Gegeven tekst
::::

| |
| |
| |
De Denker.
No. 49.
Den 5. December 1763.
[Brief van *** aan den Denker, tragtende te doen zien dat de meeste menschen zelfs al waakende nooit denken.]
L'Homme veut être, & ne peut resister
Au sentiment de sa propre durée:
L'Heure, ou l'on vit, se passe a s'eviter;
La peine active est souvent preferée
Au froid loisir de se voir exister.
| |
Myn Heer de Denker!
IK kan, om de waarheid te zeggen, niet begrypen, hoe uwe Eudoxus en Sophia zulke wonderlyke begrippen in het hoofd krygen, dat der menschen ziel altoos, en byzonderlyk ook des nagts, onder 't slaapen, denken zoude, daar Reden en Ondervinding dit stuk zo duidelyk beslissen; daar de laatste zigtbaar voor het oog doet blyken, dat de meeste zielen nooit, zelfs niet des daags, onder 't waaken, denken; terwyl de andere ons de blykbaarste redenen aan de hand geeft, waarom wy ons, om gelukkig en vrolyk te leeven, hier van boven al onthouden moeten.
Versta my wel, Myn Heer! Ik beweer niet, dat 'er geene zielen zyn, die denken; ik geloof, in tegendeel, dat uwe Eudoxus en Sophia des daags meest altoos, en des nagts dikwils denken. Dit wil ik alleen, dat 'er weinigen zig in dit geval bevinden, en dat de meesten sterven, zonder ooit gedagt te hebben. Dit wil ik alleen, dat verre het grootst gedeelte van het menschdom hunne wezenlykste geneugtens verliezen zou, zo dra zy begonden te denken. Ik zal u het eerste stuk in dezen brief, en zo dra ik uit het gemeen maaken van denzelven uwe goedkeuring van myn voorneemen bespeur, het ander in een volgenden bewyzen.

::::

Opdrachten om te maken
**A)** Zet de regels van de gegevens, vanaf het begin tot en met de regel met "negative clicks: (986, 772) (657, 863)", in een genummerde lijst. Laat lege regels en de afbeeldingen weg.
**B)** Schrijf de brief aan De Denker verder, te beginnen na de laatste zin die er staat.
De brief aan De Denker en de gegevens staan helemaal los van elkaar.

::::

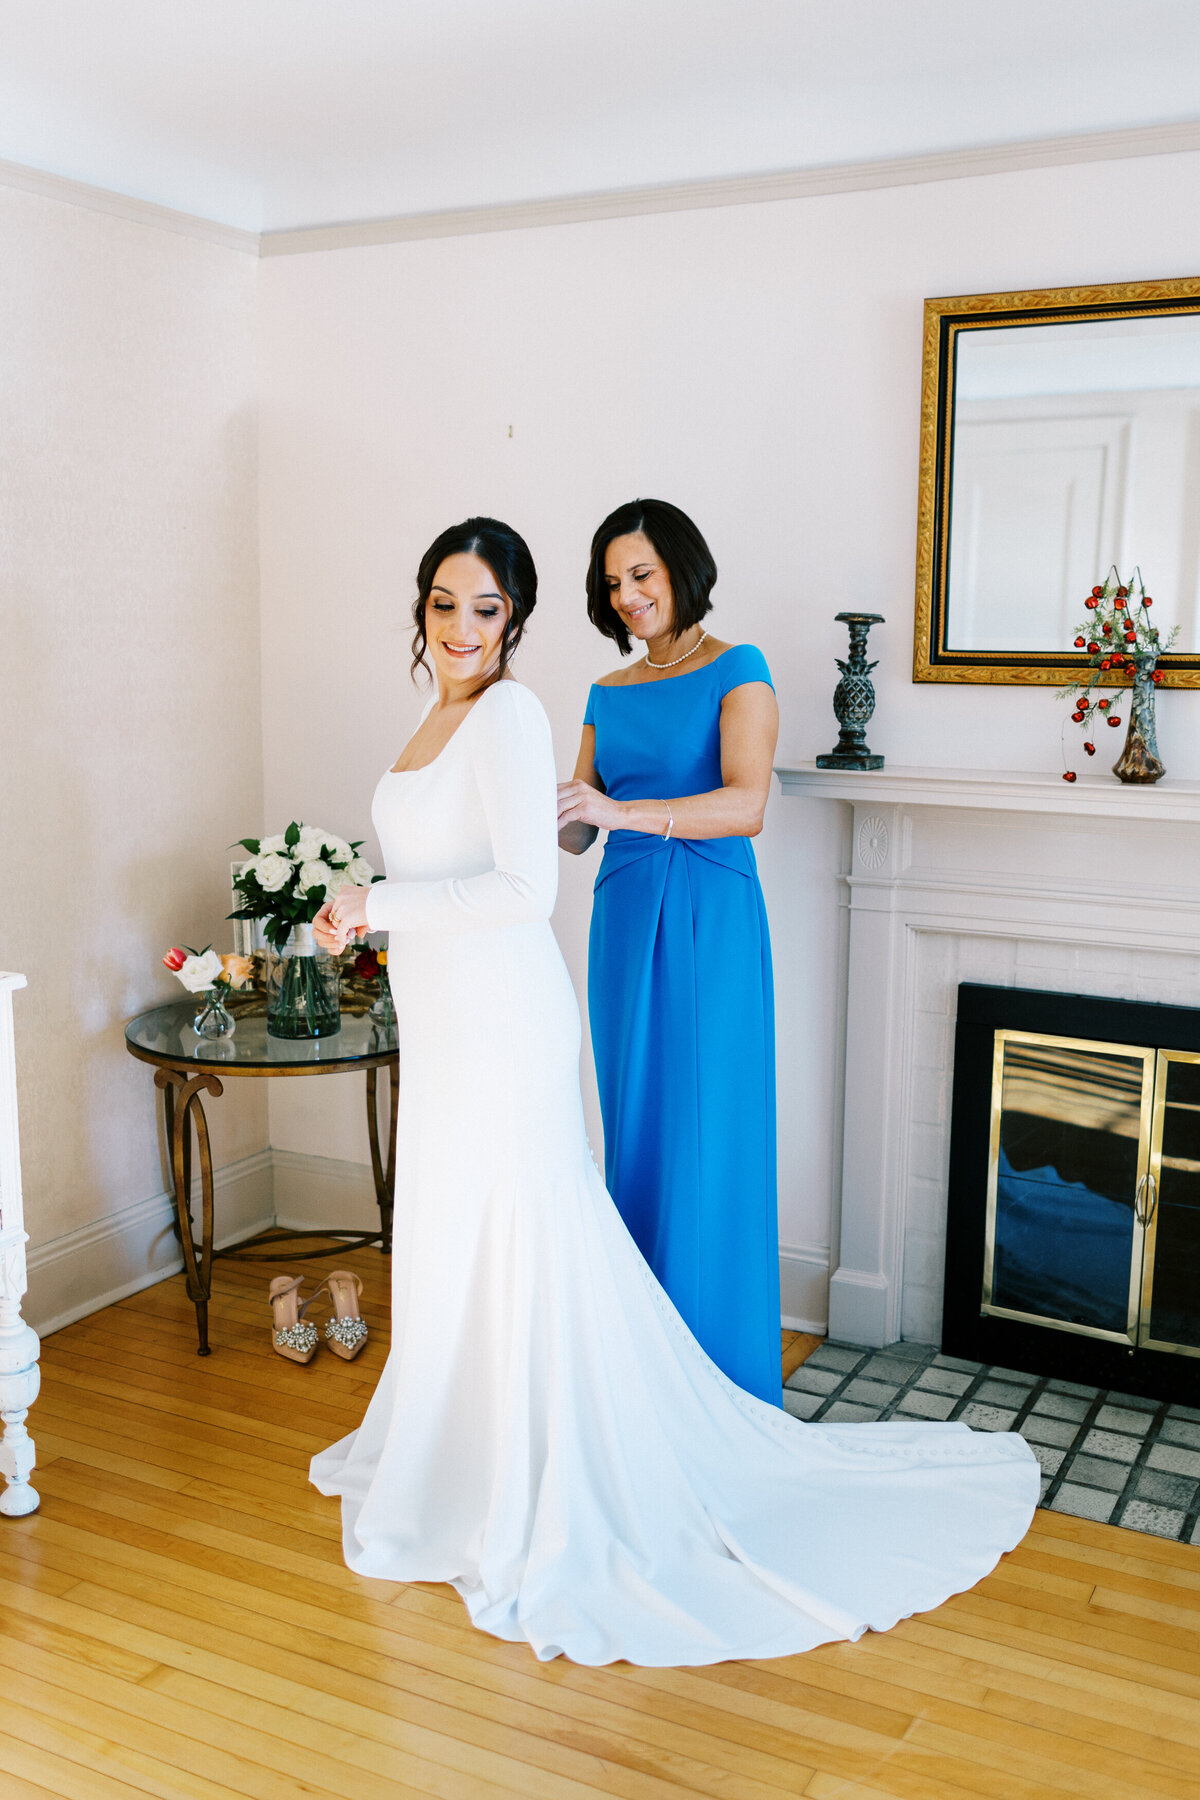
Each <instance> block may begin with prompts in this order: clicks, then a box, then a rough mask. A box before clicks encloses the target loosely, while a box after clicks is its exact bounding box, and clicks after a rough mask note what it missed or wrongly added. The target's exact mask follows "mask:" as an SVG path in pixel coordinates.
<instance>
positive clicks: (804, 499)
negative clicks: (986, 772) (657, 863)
mask: <svg viewBox="0 0 1200 1800" xmlns="http://www.w3.org/2000/svg"><path fill="white" fill-rule="evenodd" d="M1198 182H1200V157H1164V158H1142V160H1130V162H1103V164H1090V166H1074V167H1060V169H1049V171H1033V173H1024V175H1000V176H990V178H977V180H961V182H943V184H928V185H919V187H907V189H903V187H896V189H876V191H871V193H860V194H837V196H822V198H813V200H799V202H786V203H772V205H754V207H736V209H721V211H711V212H684V214H673V216H649V218H635V220H612V221H601V223H594V225H565V227H554V229H543V230H524V232H513V234H493V236H473V238H461V239H439V241H426V243H407V245H390V247H376V248H367V250H336V252H326V254H311V256H299V257H279V259H270V261H266V263H264V265H263V272H261V344H263V371H261V401H263V436H261V558H263V644H264V670H263V682H264V684H263V731H264V801H266V817H264V824H266V828H270V830H275V828H277V826H279V821H284V819H286V817H291V815H306V817H313V819H317V821H318V823H322V824H327V826H331V828H335V830H338V832H344V833H347V835H362V833H367V830H369V815H367V812H369V799H371V790H372V787H374V779H376V776H378V772H380V770H381V769H383V767H387V763H389V760H390V758H392V756H394V754H396V751H398V749H399V745H401V743H403V742H405V738H407V736H408V733H410V729H412V724H414V718H416V711H417V698H416V695H414V693H412V691H410V688H408V682H407V675H405V668H407V610H408V601H410V596H412V572H414V569H416V563H417V556H419V553H421V549H423V547H425V544H426V542H428V540H430V538H432V536H434V533H435V531H437V529H441V527H443V526H444V524H448V522H452V520H455V518H459V517H462V515H466V513H470V511H491V513H498V515H500V517H507V518H511V522H513V524H515V526H518V527H520V529H522V531H524V533H525V535H527V536H529V542H531V545H533V549H534V554H536V560H538V567H540V572H542V596H543V598H542V603H540V610H538V614H536V617H534V625H533V632H531V641H529V648H527V650H525V652H524V653H522V659H520V670H518V673H520V675H522V679H524V680H527V682H529V684H531V686H533V688H534V689H536V691H538V693H540V695H542V698H543V700H545V704H547V707H549V711H551V718H552V725H554V734H556V745H558V756H560V767H561V770H563V772H567V770H569V769H570V765H572V760H574V751H576V742H578V729H579V718H581V713H583V702H585V693H587V688H588V682H590V680H592V679H594V677H596V675H597V673H599V671H601V670H604V668H608V666H610V664H612V661H613V657H612V653H610V648H608V646H606V644H604V643H603V641H601V639H599V637H596V634H592V632H590V628H588V625H587V621H585V614H583V567H585V556H587V544H588V536H590V533H592V529H594V526H596V524H597V520H599V518H601V515H603V513H604V511H606V509H608V508H612V506H613V504H617V502H621V500H624V499H630V497H631V495H635V493H653V495H662V497H666V499H671V500H675V502H678V504H680V506H684V508H685V509H687V511H689V513H693V515H694V517H696V520H698V522H700V526H702V527H703V531H705V535H707V536H709V540H711V544H712V549H714V553H716V560H718V563H720V567H721V581H720V585H718V592H716V599H718V610H716V617H714V625H716V630H720V632H721V634H723V635H727V637H730V639H750V641H756V643H759V644H761V646H763V650H765V652H766V655H768V659H770V662H772V668H774V673H775V680H777V688H779V697H781V706H783V736H781V760H790V758H808V756H811V754H815V752H817V751H820V749H826V747H829V743H831V742H833V736H835V722H833V715H831V709H829V695H831V688H833V680H835V675H837V671H835V668H833V657H835V655H838V653H842V650H844V643H846V639H844V628H842V626H838V625H835V623H833V614H835V612H838V610H842V608H847V607H860V608H871V610H878V612H883V614H885V616H887V621H889V623H887V625H885V626H882V628H876V632H874V635H873V652H874V653H876V655H878V657H880V668H878V671H876V686H878V693H880V706H878V711H876V720H874V725H873V731H871V742H873V745H874V747H876V749H882V751H885V752H887V756H889V758H891V760H894V761H901V763H934V765H966V767H1025V769H1040V767H1058V754H1060V752H1058V743H1060V724H1061V707H1060V704H1058V702H1054V698H1052V693H1051V689H1045V688H1029V689H1020V688H963V689H955V688H928V686H923V688H914V686H912V684H910V659H912V585H914V536H916V479H918V405H919V373H921V371H919V362H921V301H923V299H925V297H927V295H941V293H963V292H991V290H1007V288H1025V286H1058V284H1067V283H1096V281H1128V279H1137V277H1160V275H1180V274H1195V272H1196V268H1200V207H1198V205H1196V187H1198ZM1146 580H1148V581H1150V583H1151V585H1155V587H1157V598H1159V601H1160V607H1162V614H1164V617H1168V619H1169V596H1168V594H1164V592H1162V583H1160V581H1155V574H1153V571H1146ZM1196 704H1198V700H1196V697H1193V695H1191V693H1168V695H1164V697H1162V706H1160V745H1162V751H1164V756H1166V761H1168V765H1169V767H1171V769H1173V770H1175V772H1177V774H1191V776H1196V774H1200V743H1198V740H1196V729H1195V725H1196ZM842 833H844V823H842V817H840V812H838V808H837V806H835V805H828V803H822V801H813V803H806V801H783V799H781V797H779V796H777V797H775V799H774V801H772V806H770V812H768V823H766V830H765V833H763V837H761V839H759V860H761V868H763V882H765V889H766V902H768V909H770V916H772V925H774V936H775V950H777V965H779V967H777V977H779V1093H781V1237H783V1242H784V1246H792V1247H793V1249H799V1255H797V1256H793V1258H792V1260H790V1262H786V1265H784V1280H786V1282H788V1283H790V1285H788V1292H790V1296H792V1298H790V1303H788V1310H792V1312H793V1316H808V1318H819V1316H820V1305H822V1289H820V1278H819V1274H820V1260H822V1246H826V1244H828V1242H829V1235H831V1231H833V1229H835V1213H837V1145H838V1130H840V1091H838V1042H837V1019H838V1001H840V990H842V988H840V985H842V968H840V954H842V952H840V943H842V911H840V905H842V896H840V882H838V873H840V869H842V866H844V841H842ZM594 866H596V860H594V855H592V857H590V859H587V860H585V862H579V864H576V862H572V860H569V859H565V868H563V887H561V898H560V907H558V914H556V927H558V932H560V938H561V941H563V949H565V952H567V958H569V963H570V967H572V972H574V976H576V981H578V985H579V988H581V986H583V974H585V941H587V914H588V904H590V893H588V889H590V878H592V871H594ZM315 1085H317V1084H315ZM342 1085H344V1084H338V1087H342ZM345 1087H347V1091H345V1093H338V1091H336V1089H335V1084H318V1085H317V1093H309V1091H308V1084H304V1091H299V1084H281V1085H279V1093H275V1094H272V1141H273V1143H275V1145H277V1147H282V1148H284V1150H299V1152H313V1154H322V1156H333V1157H344V1159H349V1161H356V1159H362V1157H363V1154H365V1150H363V1141H362V1125H360V1103H362V1102H360V1096H358V1091H356V1089H354V1091H353V1093H349V1084H345Z"/></svg>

::::

Verwachte antwoorden
**A)**
1. Each <instance> block may begin with prompts in this order: clicks, then a box, then a rough mask. A box before clicks encloses the target loosely, while a box after clicks is its exact bounding box, and clicks after a rough mask note what it missed or wrongly added. The target's exact mask follows "mask:" as an SVG path in pixel coordinates.
2. <instance>
3. positive clicks: (804, 499)
4. negative clicks: (986, 772) (657, 863)

**B)**
Het is, in der waarheid, niet meer dan een groeijend
| |
| |
leeven, 't welk de meeste menschen leiden; en, als wy de meerdere aandoeningen, die ons van buiten treffen, en door eene Mechanische beweeging onzer vogten in ons worden voortgebragt, in beide welke gevallen wy ten eenemaal lydelyk zyn; als wy, zeg ik, die meerdere aandoeningen daar laaten, hebben wy, misschien, weinig reden, om ons boven de mossels, oesters, zee-starren, quabben, zee-polypen en dergelyke schepzels te verheffen. In werkzaamheid, in het oeffenen onzer zedelyke vermogens, winnen wy het dezelven gewislyk niet veel af.
‘Maar wat zotte klap is dit’, dunkt my, hoor ik een saletjonker, na syne lubbes gestrooken, en op zyn snuifdoos geklopt te hebben, uitroepen; ‘de menschen niet boven onbeweegbaare zee-schepzelen te stellen, en te laaten sterven zonder ooit gedagt te hebben; men snoere dien dwaashoofd den mond, of...’ Gy hebt regt, Myne Heeren, dit lasteren eischt bewys; maar wel aan, zyt gy met de uitspraak van den Denker te vreden; zo zal ik myne zaak voor hem bepleiten!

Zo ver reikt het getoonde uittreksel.